▶ **TESTO FORNITO**
========

Per molto tempo sono stata vittima di violenza domestica.

Più precisamente fino ai miei quindici anni, quando poi sono riuscita, assieme a mia madre, a fuggire dall’incubo che stavamo vivendo.

Non è semplice parlare di argomenti così forti e personali ma la mia scelta di farlo – soprattutto attraverso i social che sono un eccezionale veicolo di messaggi – nasce da uno scopo ben preciso: aiutare!

Quando ero piccina ho vacillato difronte alla pressione fisica e psicologica che mi veniva inflitta; sono arrivata a pensare che, se subivo determinati trattamenti, forse me lo meritavo, magari avevo fatto qualcosa di male, ero una bimba cattiva.

Crescendo ho subito compreso che non ero inadeguata e che la violenza non si merita e non va giustificata, neppure se proviene da chi nelle vene ha il nostro stesso sangue.

Quando si subisce violenza ci sono due sentieri da poter percorrere: quello spianato della vittima che si piange addosso, che si annulla e quello tortuoso da percorrere umilmente a piedi nudi, per portare la propria testimonianza come aiuto agli altri.

========

▶ **ESERCIZI DA SVOLGERE**
a. Ricopia dal testo fornito il passo che va da "Quando ero piccina" fino a "aiuto agli altri." compreso.
b. Per ciascuna affermazione, stabilisci se concorda con il testo fornito: rispondi sì o no e cita le parole del testo che lo decidono. (i) La fuga dall'incubo è avvenuta insieme alla madre di chi scrive. (ii) I social vengono descritti come un mezzo poco adatto a trasmettere messaggi. (iii) La violenza si può giustificare quando viene da un familiare.
c. Secondo il testo fornito, fino a che età è durata la violenza domestica?
L'elenco non ha alcun ruolo in questo lavoro.

========

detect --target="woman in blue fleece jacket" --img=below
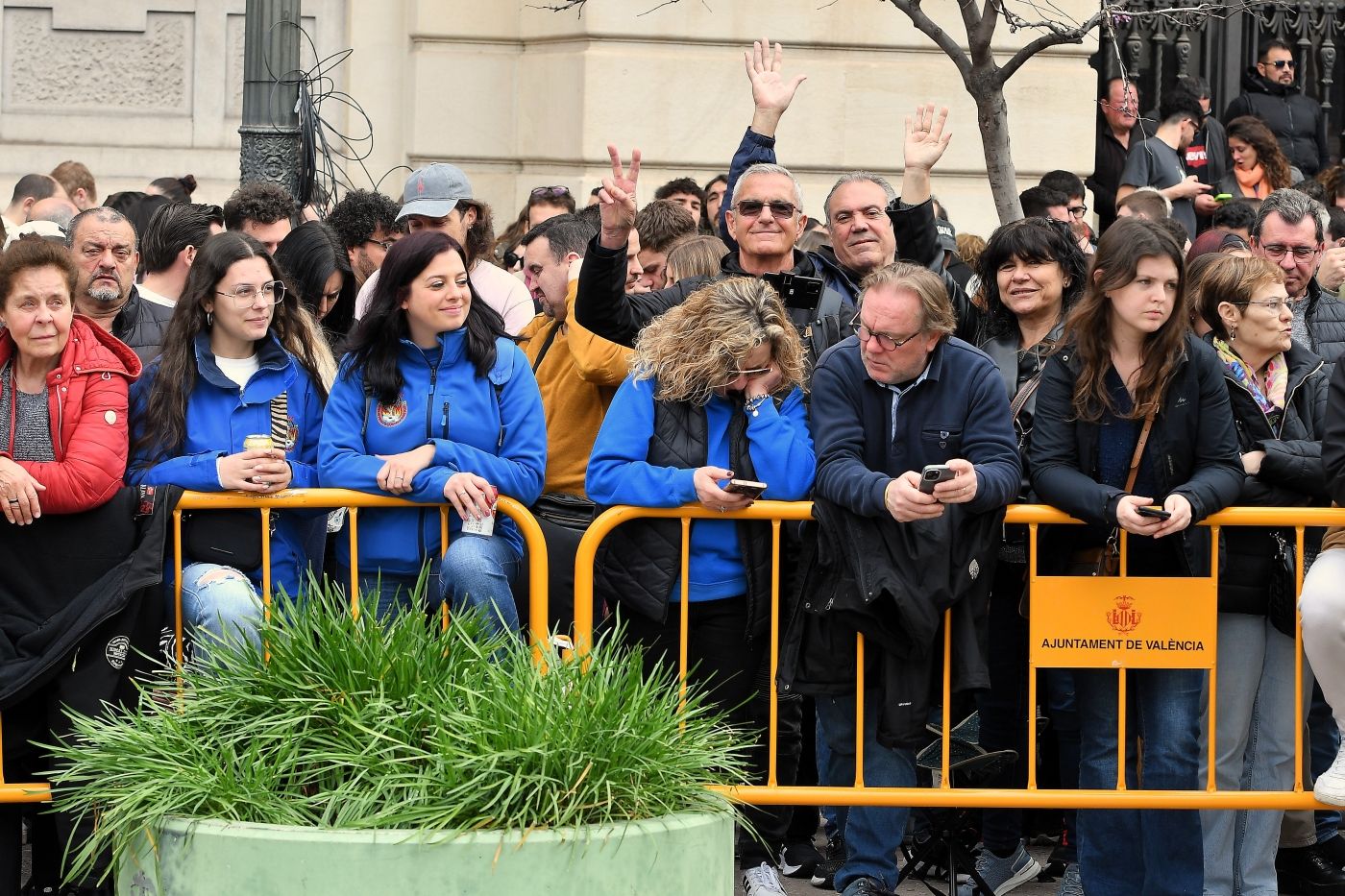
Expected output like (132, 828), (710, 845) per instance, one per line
(127, 231), (326, 658)
(319, 231), (546, 630)
(585, 271), (815, 711)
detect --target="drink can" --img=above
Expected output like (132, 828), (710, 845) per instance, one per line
(463, 509), (495, 538)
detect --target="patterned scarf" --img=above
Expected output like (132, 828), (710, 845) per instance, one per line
(1214, 336), (1288, 429)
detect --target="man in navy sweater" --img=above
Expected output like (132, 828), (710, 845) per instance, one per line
(811, 262), (1019, 896)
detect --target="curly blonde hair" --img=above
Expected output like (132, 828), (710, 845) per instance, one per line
(631, 278), (804, 405)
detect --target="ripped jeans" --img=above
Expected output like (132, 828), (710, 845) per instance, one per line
(177, 564), (263, 664)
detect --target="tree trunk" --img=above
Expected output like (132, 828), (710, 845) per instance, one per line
(967, 71), (1022, 225)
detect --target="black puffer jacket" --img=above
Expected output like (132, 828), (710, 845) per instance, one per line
(1305, 278), (1345, 366)
(593, 400), (770, 639)
(1028, 335), (1244, 574)
(1218, 334), (1328, 615)
(111, 286), (172, 367)
(1224, 66), (1331, 178)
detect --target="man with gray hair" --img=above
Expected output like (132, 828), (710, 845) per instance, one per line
(1252, 190), (1345, 365)
(66, 206), (172, 365)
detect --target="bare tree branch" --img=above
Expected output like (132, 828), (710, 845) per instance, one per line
(995, 12), (1103, 85)
(888, 0), (971, 81)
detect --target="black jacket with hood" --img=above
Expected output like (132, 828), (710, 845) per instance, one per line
(1207, 336), (1328, 615)
(1224, 66), (1331, 178)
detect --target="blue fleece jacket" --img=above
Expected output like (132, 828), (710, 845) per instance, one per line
(319, 329), (546, 574)
(127, 333), (323, 596)
(584, 376), (815, 600)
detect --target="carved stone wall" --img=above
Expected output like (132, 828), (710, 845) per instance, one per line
(0, 0), (347, 206)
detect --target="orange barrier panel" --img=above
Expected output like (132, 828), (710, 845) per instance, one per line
(575, 500), (1345, 810)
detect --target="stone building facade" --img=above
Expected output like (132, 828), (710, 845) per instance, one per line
(0, 0), (1096, 234)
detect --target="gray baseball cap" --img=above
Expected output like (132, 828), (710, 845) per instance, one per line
(397, 161), (472, 221)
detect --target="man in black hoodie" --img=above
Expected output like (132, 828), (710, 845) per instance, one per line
(1224, 37), (1331, 178)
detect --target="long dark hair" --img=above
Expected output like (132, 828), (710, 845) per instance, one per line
(340, 230), (510, 405)
(276, 221), (355, 343)
(1063, 217), (1190, 423)
(1227, 115), (1294, 190)
(976, 218), (1088, 339)
(135, 230), (327, 457)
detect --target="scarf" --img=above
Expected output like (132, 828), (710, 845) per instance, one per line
(1234, 161), (1270, 199)
(1214, 336), (1288, 432)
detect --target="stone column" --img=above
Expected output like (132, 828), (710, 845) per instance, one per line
(238, 0), (300, 193)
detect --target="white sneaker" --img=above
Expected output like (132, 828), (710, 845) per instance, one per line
(743, 862), (788, 896)
(1312, 745), (1345, 806)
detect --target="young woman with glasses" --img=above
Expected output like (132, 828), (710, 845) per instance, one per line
(127, 230), (327, 658)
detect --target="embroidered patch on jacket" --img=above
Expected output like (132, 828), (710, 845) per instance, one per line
(378, 399), (406, 426)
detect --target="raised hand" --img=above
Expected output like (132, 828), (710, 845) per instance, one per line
(743, 37), (808, 137)
(598, 142), (640, 249)
(904, 102), (952, 171)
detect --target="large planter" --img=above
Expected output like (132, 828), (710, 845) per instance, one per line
(117, 811), (733, 896)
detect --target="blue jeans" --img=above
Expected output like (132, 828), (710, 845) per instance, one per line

========

▶ **SOLUZIONI COMPLETE**
a.
Quando ero piccina ho vacillato difronte alla pressione fisica e psicologica che mi veniva inflitta; sono arrivata a pensare che, se subivo determinati trattamenti, forse me lo meritavo, magari avevo fatto qualcosa di male, ero una bimba cattiva.

Crescendo ho subito compreso che non ero inadeguata e che la violenza non si merita e non va giustificata, neppure se proviene da chi nelle vene ha il nostro stesso sangue.

Quando si subisce violenza ci sono due sentieri da poter percorrere: quello spianato della vittima che si piange addosso, che si annulla e quello tortuoso da percorrere umilmente a piedi nudi, per portare la propria testimonianza come aiuto agli altri.

b.
(i) Sì: "sono riuscita, assieme a mia madre, a fuggire dall’incubo che stavamo vivendo"
(ii) No: "soprattutto attraverso i social che sono un eccezionale veicolo di messaggi"
(iii) No: "la violenza non si merita e non va giustificata, neppure se proviene da chi nelle vene ha il nostro stesso sangue"

c. Fino ai quindici anni.